## CONSEGNA
Ricopia fedelmente il passo dell'articolo sulla peste suina africana compreso tra "L’epidemia, iniziata il" e "esercito e cacciatori.", estremi inclusi.

L’epidemia, iniziata il 7 gennaio 2022, ha già causato la chiusura di diversi mercati internazionali con oltre mezzo miliardo di danni alle imprese. Ecco perché dopo oltre due anni d’emergenza il governo Meloni ora punta tutto su esercito e cacciatori.
Senza un’azione decisa da parte del governo, la peste suina africana (Psa) rischia di mettere in ginocchio l’intero sistema produttivo dei salumi italiani. Si tratta di una malattia innocua per l’uomo, ma che causa un’elevata mortalità tra gli animali che ne vengono colpiti. A oltre due anni dall’inizio della pandemia, la luce in fondo al tunnel per allevatori di suini e aziende trasformatrici è ancora lontana. I vertici delle associazioni di categoria hanno lanciato da tempo il loro grido di allarme e ora, dopo mesi di incertezze e ritardi, l’esecutivo Meloni è pronto a mettere in campo anche l’esercito.

## BLOCCO DATI

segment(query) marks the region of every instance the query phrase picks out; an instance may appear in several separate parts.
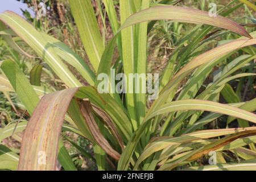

## RISULTATO
L’epidemia, iniziata il 7 gennaio 2022, ha già causato la chiusura di diversi mercati internazionali con oltre mezzo miliardo di danni alle imprese. Ecco perché dopo oltre due anni d’emergenza il governo Meloni ora punta tutto su esercito e cacciatori.